## PROBLEMS AND TASKS
A. Answer these three questions from the report below on the fire department cost-recovery ordinance, one per line:
(i) Who presented the ordinance at first reading, and on what date?
(ii) Which city was the fee study based on?
(iii) How did the council amend the proposal before voting to introduce it?
B. According to the report below on the fire department cost-recovery ordinance, why would the city assess fees for operational permits? Answer in one to three sentences.

(SELECTED PASSAGE Opens)

Fire Chief Chad Matcham presented an ordinance at first reading Dec. 19 to begin recovering some fire department costs tied to operational permits, inspections and large, negligence‑related responses. The proposal relied on a fee study (based on the City of Benicia) and would initially recover a fraction of full costs with an intent to ease in increases over time.
Matcham said operational permits—covering assembly occupancies, hazardous materials, high‑pile combustible storage and certain battery/cryogen risks—require staff time that is currently funded by the general fund. Under the draft ordinance the city would assess fees for those permits and could seek recovery from negligent incidents that trigger unusually large multi‑agency responses. The draft package includes an internal fee schedule with many categories subsidized (the chief said the initial approach would leave many charges at 25% of full cost and apply CPI adjustments over time).
Council members sought examples and clarifications about what constitutes recoverable negligence; the chief and staff said ordinary structure fires and medical calls would not be charged, while incidents involving gross negligence or repeated noncompliance could lead to recovery efforts. Council amended the proposal to clarify that nonprofit private schools should be treated like public schools on the internal fee schedule, and voted to introduce the ordinance by title with that internal fee‑schedule adjustment.
The council asked staff to provide clear fee examples and to preserve an appeal process; staff said the code includes an appeal route and that implementation would aim to avoid undue burden on nonprofit and community organizations.

(SELECTED PASSAGE Closes)
(EXTRACTED RECORDS Opens)

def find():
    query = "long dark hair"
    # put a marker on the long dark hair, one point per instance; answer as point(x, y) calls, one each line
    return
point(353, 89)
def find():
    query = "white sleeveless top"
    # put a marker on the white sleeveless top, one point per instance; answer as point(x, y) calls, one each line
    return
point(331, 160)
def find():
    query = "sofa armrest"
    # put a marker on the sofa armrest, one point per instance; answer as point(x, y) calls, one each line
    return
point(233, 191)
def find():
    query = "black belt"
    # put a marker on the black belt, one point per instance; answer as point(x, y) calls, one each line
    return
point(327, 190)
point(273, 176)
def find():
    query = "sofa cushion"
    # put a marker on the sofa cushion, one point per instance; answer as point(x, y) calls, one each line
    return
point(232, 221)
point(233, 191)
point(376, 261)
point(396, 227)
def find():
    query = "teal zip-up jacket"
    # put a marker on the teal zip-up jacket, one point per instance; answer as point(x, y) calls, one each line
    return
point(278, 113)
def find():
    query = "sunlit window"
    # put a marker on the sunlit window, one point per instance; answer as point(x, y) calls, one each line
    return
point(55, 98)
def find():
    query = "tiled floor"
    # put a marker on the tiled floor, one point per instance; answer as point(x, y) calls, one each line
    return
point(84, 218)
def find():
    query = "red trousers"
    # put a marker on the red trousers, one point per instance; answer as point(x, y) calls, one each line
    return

(EXTRACTED RECORDS Closes)

## ANSWERS TO THE EXERCISE
A.
(i) Fire Chief Chad Matcham presented it on Dec. 19.
(ii) The City of Benicia.
(iii) It clarified that nonprofit private schools should be treated like public schools on the internal fee schedule.

B. Operational permits require staff time, and that time is currently funded by the general fund. The fees would begin recovering some of those fire department costs.